[Data items]
● ● ● ● ● ● ●
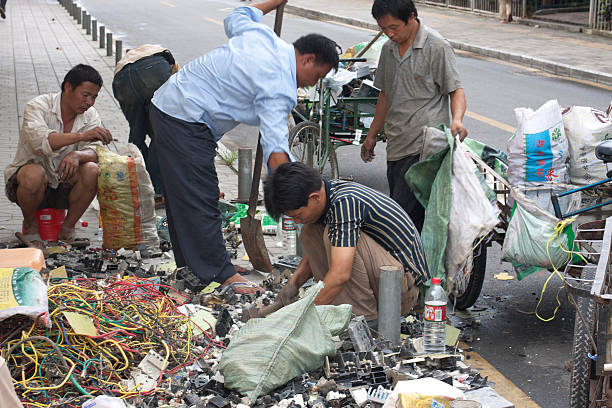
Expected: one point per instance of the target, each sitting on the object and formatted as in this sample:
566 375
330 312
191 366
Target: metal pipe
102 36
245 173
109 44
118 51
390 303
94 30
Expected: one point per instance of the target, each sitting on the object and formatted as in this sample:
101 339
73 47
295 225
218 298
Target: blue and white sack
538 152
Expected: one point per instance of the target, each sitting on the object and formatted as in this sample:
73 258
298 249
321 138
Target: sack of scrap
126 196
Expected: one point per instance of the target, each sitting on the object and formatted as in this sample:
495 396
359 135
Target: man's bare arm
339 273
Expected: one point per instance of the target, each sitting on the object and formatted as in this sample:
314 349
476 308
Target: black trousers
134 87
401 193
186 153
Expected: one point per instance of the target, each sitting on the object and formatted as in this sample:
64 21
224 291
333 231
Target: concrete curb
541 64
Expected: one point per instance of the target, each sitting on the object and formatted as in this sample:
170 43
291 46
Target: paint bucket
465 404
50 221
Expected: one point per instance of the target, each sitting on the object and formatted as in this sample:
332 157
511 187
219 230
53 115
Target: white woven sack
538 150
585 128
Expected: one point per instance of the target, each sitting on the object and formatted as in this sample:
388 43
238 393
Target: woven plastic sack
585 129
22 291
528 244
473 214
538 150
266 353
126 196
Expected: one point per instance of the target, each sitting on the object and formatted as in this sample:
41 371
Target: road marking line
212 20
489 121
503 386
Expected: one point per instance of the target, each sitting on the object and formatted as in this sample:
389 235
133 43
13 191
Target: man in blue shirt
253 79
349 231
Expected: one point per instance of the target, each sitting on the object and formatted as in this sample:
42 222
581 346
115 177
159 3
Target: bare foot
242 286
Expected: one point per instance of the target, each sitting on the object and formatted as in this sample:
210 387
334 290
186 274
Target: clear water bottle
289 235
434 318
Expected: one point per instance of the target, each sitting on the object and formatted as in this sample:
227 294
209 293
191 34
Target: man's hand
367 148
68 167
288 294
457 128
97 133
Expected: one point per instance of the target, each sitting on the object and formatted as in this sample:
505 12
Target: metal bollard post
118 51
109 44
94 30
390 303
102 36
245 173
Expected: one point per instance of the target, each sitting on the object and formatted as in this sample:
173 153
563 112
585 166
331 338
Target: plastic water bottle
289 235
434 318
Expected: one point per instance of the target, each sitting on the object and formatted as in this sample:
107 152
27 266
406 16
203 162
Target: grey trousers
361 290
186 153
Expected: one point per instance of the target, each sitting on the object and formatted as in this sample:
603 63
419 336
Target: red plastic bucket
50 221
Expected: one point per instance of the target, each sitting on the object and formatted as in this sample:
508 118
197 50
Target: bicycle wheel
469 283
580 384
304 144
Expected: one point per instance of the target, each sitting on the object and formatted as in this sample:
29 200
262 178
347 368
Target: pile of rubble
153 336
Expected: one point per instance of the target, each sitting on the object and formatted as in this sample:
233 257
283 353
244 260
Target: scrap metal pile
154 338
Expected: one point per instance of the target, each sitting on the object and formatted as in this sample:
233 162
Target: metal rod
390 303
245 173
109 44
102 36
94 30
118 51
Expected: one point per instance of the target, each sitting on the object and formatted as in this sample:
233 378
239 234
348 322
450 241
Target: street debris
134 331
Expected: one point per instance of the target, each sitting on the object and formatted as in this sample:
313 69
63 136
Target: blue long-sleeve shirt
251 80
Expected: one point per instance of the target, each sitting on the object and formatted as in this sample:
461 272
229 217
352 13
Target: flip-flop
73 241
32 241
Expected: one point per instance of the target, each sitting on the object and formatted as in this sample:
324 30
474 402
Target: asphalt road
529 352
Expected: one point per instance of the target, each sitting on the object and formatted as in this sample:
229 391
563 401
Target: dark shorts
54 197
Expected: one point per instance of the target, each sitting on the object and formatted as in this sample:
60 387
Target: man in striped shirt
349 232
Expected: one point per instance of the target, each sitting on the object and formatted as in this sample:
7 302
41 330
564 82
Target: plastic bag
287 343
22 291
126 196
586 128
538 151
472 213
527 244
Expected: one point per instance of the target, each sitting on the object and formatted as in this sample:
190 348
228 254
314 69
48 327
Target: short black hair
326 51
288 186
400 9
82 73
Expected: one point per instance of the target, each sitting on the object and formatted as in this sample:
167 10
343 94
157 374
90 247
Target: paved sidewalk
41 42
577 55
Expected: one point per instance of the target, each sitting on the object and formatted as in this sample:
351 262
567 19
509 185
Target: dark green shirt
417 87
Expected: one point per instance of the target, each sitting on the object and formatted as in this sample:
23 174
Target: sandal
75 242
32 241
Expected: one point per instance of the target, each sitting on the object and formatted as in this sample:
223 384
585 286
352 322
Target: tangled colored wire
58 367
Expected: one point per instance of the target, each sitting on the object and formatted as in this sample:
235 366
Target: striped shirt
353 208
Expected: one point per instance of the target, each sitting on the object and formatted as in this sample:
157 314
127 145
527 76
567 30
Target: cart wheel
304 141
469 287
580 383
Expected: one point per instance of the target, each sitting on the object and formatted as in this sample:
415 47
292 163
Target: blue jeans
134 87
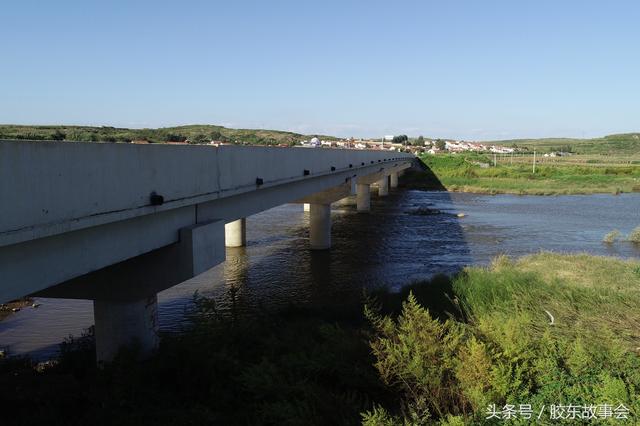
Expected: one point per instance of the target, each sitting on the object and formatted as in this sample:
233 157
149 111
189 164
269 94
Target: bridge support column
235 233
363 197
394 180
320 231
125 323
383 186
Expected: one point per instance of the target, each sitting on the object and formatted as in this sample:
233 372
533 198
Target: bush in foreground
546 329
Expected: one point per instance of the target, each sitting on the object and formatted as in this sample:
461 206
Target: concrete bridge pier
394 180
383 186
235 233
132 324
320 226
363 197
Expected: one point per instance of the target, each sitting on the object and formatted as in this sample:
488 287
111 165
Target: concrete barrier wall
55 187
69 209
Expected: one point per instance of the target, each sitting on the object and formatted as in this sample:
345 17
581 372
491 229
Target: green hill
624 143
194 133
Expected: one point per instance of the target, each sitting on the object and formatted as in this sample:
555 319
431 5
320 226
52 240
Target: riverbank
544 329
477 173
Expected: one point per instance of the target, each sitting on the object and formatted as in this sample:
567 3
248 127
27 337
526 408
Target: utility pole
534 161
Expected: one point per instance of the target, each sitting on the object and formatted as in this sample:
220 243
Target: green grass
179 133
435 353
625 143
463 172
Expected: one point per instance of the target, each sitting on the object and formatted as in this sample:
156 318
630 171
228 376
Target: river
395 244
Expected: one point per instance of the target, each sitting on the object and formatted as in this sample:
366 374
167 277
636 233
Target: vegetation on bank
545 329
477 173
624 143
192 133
● ● ● ● ● ● ●
● **TASK OBJECTIVE**
In your copy, include no pictures, but set down every record exactly.

● **SOLUTION TO THIS EXERCISE**
Expected: one point per instance of the target, each sitting on the object and formatted as in this sample:
566 375
330 312
191 366
Target: metal pipe
102 36
245 173
109 44
118 51
390 303
94 30
Expected: one point per instance of the target, each sitting on the object and formatted as in this sample:
101 339
73 47
295 225
218 298
Target: blue and white sack
538 152
Expected: one point per instance of the target, each sitting on the object and formatted as in this sample:
73 258
298 249
321 138
Target: sack of scrap
126 196
Expected: one point per instance of the target, each sitting on the object and formatted as in this sample:
495 396
359 135
Target: man's bare arm
339 273
Expected: one point per instance of the target, each sitting on the object and formatted as in this sample:
314 349
476 308
Target: black trousers
134 87
401 193
186 153
Expected: one point per instance of the target, each sitting on the object and formatted as in this sample:
64 21
224 291
333 231
Target: concrete curb
541 64
Expected: one point per instance of the target, each sitting on the object and formatted as in this sample:
170 43
291 46
Target: paint bucket
465 404
50 221
Expected: one point per instance of the target, each sitting on the object and formatted as in this sample:
332 157
511 187
219 230
53 115
Target: white woven sack
538 150
585 128
Expected: one point per instance of the target, each sitting on the object and formatted as in this sample:
388 43
238 393
Target: woven plastic sack
585 129
22 291
528 244
473 214
538 150
266 353
126 196
Expected: one point per instance of the target, each sitting on the object and formatted as in this sample:
41 371
Target: road marking line
212 20
489 121
503 386
Expected: one point per instance of the target, each sitting on the object and formatted as in this sample:
389 235
133 43
13 191
Target: man in blue shirt
253 79
349 231
Expected: one point per instance of the target, each sitting on the object and formatted as in this sample:
42 222
581 346
115 177
159 3
Target: bare foot
242 286
Expected: one point per instance of the target, each sitting on the object and formatted as in this sample:
210 387
334 290
186 274
Target: clear water bottle
289 235
434 318
Expected: one point per instance of the target, each sitting on the object and formatted as in this sample:
227 294
209 293
191 34
Target: man's hand
367 148
68 167
288 294
457 128
97 133
Expected: one point per instance of the target, each sitting on the object and formatted as in this sample:
505 12
Target: metal bollard post
118 51
109 44
94 30
390 303
102 36
245 173
Expected: one point per instance of the target, each sitting on the object and formatted as in this sample:
173 153
563 112
585 166
331 338
Target: plastic water bottle
289 235
434 318
Expected: one point per instance of the target, each sitting on the object and formatted as in this sample:
107 152
27 266
406 16
203 162
Target: grey trousers
361 290
186 153
Expected: one point per instance of the target, each sitting on the object and formatted as in this sample:
603 63
419 336
Target: red plastic bucket
50 221
Expected: one point per instance of the target, each sitting on the object and formatted as in this sample:
508 118
197 50
Target: bicycle wheel
469 283
580 384
304 144
Expected: one point per instance of the target, each sitting on the object and formatted as in this sample:
29 200
262 178
347 368
Target: pile of rubble
153 336
Expected: one point per instance of the target, each sitting on the object and formatted as in this sample:
233 257
283 353
244 260
Target: scrap metal pile
154 338
Expected: one point per instance of the target, each sitting on the object and formatted as in this sample:
233 162
Target: metal rod
390 303
245 173
109 44
102 36
94 30
118 51
Expected: one point per instance of the target, each sitting on the object and formatted as in this sample:
233 378
239 234
348 322
450 241
Target: street debris
134 331
Expected: one point per instance of the target, each sitting on the object and formatted as in this sample:
313 69
63 136
Target: blue long-sleeve shirt
251 80
Expected: one point per instance of the target, each sitting on the object and formatted as in this sample:
461 272
229 217
352 13
Target: flip-flop
73 241
32 241
Expected: one point per instance of the target, each sitting on the object and formatted as in this sample:
324 30
474 402
Target: asphalt road
529 352
Expected: one point per instance of the target, each sitting on the object and formatted as in this sample:
229 391
563 401
Target: dark shorts
54 197
Expected: one point per instance of the target, each sitting on the object and formatted as in this sample:
60 387
Target: man in striped shirt
349 232
Expected: one point per instance of the target, each sitting on the object and formatted as in this sample:
7 302
41 330
564 82
Target: plastic bag
287 343
22 291
126 196
586 128
538 151
472 213
527 244
Expected: one point per instance of the target, each sitting on the object and formatted as in this sample:
190 348
228 254
314 69
48 327
Target: short black hair
326 51
288 186
400 9
82 73
Expected: one point per instance of the target, each sitting on the object and formatted as in this sample:
167 10
343 94
157 374
90 247
Target: paved sidewalk
41 42
577 55
Expected: one point per instance of the target, each sitting on the object and formatted as in this sample:
351 262
567 19
509 185
Target: dark green shirt
417 87
Expected: one point per instance of the target, each sitting on the object and formatted as in this sample:
23 174
Target: sandal
75 242
32 241
Expected: one point per instance of the target, each sitting on the object and formatted as in this sample:
223 384
585 286
352 322
Target: tangled colored wire
58 367
Expected: one point per instance of the target, each sitting on the object and formatted as in this sample:
235 366
Target: striped shirt
353 208
Expected: one point per instance of the target, each sitting on the object and formatted as in this sample:
157 314
127 145
527 76
567 30
Target: cart wheel
304 141
469 287
580 383
Expected: one point per instance of the target, each sitting on the object and formatted as in this sample:
415 47
292 163
Target: blue jeans
134 87
Expected: one point per instance of the target, each sitting on the object and formatted as in this sample:
233 157
149 111
189 164
269 94
Target: bridge support column
235 233
363 197
394 180
320 231
125 323
383 186
Expected: one point per instance of the target, each sitting on the object and formatted as in this sample:
233 372
533 198
Target: bush in foreground
546 329
Expected: one point per instance of the target, each sitting on the object and formatted as in this sample:
461 206
Target: concrete bridge pier
394 180
383 186
235 233
132 324
320 226
363 197
Expected: one point per instance of the target, each sitting on the object and formatted as in this sample:
488 287
111 165
Target: concrete barrier wall
55 187
69 209
Expected: one point per instance of the target, each sitting on the object and formatted as in this sample:
345 17
581 372
491 229
Target: green hill
624 143
194 133
Expected: one point per instance of the target, each sitting on the object and formatted as in this sample:
555 319
431 5
320 226
52 240
Target: riverbank
544 329
477 173
Expected: one point per instance of the target, each sitting on the object and formatted as in this sample:
567 3
248 127
27 337
526 408
Target: utility pole
534 161
Expected: one point per instance of the target, each sitting on the object and formatted as in this sample:
220 243
Target: green grass
179 133
435 353
625 143
463 172
Expected: one point per instance of the target, each sitting on the object and formatted as in this sample:
156 318
630 171
228 376
Target: river
395 244
Expected: one point per instance of the target, each sitting on the object and formatted as in this sample:
366 374
167 277
636 233
Target: vegetation on bank
545 329
477 173
624 143
192 133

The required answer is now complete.